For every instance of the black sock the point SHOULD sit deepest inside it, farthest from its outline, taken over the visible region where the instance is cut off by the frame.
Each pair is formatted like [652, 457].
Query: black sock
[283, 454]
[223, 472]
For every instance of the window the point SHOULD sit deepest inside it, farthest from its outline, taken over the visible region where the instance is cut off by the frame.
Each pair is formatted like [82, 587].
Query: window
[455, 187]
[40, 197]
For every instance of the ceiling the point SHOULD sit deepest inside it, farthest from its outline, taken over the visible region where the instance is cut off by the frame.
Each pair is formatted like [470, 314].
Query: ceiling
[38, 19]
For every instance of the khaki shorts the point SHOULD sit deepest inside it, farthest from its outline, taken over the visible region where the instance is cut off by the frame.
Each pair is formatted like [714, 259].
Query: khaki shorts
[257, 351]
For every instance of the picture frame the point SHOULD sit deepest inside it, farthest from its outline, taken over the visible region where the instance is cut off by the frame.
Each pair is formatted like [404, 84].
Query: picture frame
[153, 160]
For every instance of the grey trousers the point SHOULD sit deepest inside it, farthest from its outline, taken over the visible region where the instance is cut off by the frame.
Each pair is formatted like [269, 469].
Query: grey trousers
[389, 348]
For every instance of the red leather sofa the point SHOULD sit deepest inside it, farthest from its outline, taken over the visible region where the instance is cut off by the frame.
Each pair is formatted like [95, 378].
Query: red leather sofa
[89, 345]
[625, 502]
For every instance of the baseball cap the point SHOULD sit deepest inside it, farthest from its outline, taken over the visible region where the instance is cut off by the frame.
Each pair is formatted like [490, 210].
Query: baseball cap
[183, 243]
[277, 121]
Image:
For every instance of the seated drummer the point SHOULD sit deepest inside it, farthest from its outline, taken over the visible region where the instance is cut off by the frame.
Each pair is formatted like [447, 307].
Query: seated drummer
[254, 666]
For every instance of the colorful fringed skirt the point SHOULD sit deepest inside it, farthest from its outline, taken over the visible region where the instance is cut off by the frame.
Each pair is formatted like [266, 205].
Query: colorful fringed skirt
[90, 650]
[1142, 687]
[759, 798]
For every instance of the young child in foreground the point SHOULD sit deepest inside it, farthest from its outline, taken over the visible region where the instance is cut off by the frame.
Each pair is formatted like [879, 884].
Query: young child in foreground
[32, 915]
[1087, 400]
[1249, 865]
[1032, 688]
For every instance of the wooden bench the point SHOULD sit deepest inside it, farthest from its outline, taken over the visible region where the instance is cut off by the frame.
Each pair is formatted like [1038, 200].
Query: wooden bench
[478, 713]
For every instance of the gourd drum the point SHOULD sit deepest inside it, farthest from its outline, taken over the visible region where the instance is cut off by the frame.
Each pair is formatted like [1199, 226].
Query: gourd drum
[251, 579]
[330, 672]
★ ★ ★ ★
Rewrite the part of the listing above that opens with the line containing "For every instance of the young" and closes with the final line of the listing, both included, keeping every line in order. Shift each coordinate in the answers by adding 15 to both of its numbers, and leave all other lines unchanged.

For every instance of the young child in foreground the point SHOULD sit deepest inside it, farthest from its outline, taken over the visible region where the instance is cut off by the frame.
Each pair is formatted like [879, 884].
Query: young child in foreground
[47, 930]
[1102, 415]
[1264, 880]
[1047, 703]
For every instance of the wooden bench the point SHOULD sit deepest inside it, farthest from its outline, taken over the visible region where the instance is cut off by the frame.
Each pair is formatted like [1038, 200].
Query: wooden bench
[493, 728]
For every instance of the gourd drum the point SHOULD sit deepest inside it, farthest from its outline, taken over the visible region where the instance is cut off by the frame.
Each pair is formatted like [1199, 226].
Query: gourd drum
[266, 594]
[345, 687]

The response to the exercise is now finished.